[start of Provided records]
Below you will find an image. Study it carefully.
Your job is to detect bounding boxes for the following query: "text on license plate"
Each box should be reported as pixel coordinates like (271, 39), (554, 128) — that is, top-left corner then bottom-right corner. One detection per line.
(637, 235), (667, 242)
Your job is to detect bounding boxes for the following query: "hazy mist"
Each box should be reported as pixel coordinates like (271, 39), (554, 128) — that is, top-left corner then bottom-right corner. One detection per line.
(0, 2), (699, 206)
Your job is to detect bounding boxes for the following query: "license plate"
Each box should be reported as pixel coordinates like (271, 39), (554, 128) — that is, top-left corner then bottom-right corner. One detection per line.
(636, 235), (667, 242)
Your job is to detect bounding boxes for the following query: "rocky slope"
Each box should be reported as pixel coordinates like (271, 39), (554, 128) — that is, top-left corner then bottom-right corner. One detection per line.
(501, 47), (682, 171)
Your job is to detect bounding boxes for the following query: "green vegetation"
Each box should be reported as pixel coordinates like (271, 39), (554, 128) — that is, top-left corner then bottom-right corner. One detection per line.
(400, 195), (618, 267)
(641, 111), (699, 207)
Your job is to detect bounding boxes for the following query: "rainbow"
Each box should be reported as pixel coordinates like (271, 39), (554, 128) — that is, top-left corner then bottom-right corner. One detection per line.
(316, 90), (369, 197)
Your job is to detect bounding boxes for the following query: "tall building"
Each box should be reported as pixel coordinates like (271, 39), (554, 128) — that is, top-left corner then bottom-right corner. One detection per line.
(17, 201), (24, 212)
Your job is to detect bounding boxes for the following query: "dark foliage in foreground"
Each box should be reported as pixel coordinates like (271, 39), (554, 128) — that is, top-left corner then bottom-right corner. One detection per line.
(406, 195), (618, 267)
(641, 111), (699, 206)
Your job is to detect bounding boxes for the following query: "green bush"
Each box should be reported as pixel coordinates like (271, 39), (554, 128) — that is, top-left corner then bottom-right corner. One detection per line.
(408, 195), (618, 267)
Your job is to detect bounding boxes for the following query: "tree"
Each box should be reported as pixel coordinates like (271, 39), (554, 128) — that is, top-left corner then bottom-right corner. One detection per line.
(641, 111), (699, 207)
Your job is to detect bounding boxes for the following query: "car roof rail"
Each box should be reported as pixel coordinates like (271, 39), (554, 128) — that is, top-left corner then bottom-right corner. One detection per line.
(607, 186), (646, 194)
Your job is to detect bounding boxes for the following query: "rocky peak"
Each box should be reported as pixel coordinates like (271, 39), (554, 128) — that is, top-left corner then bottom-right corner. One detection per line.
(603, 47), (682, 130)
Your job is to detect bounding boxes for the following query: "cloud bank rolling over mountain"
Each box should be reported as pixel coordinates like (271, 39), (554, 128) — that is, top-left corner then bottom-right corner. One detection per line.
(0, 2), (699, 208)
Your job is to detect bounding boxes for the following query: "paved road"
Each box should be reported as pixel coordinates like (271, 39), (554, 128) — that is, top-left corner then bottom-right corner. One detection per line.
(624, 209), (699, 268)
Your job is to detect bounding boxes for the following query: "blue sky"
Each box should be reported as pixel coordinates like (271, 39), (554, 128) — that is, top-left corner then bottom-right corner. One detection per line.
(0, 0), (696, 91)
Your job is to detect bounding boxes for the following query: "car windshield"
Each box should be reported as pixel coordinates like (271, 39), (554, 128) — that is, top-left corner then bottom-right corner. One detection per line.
[end of Provided records]
### Given exercise:
Please edit the lines from the first one up to and including the line with "(0, 2), (699, 206)" by replacing "hazy mist" with "morning fog" and leaving everything else unchanged. Return only those lines.

### Solution to the exercise:
Below you will find an image. Study it carefully.
Your job is to detect bounding boxes for the following query: "text on license plate"
Each box should be reported as pixel coordinates like (271, 39), (554, 128) — that is, top-left corner then bottom-right corner. One detection per line.
(637, 235), (667, 242)
Your job is to detect bounding boxes for the following query: "morning fog"
Each box should be reported as pixel coordinates like (271, 39), (554, 128) — that is, top-left corner then bottom-right corner. One detection per line.
(0, 2), (699, 206)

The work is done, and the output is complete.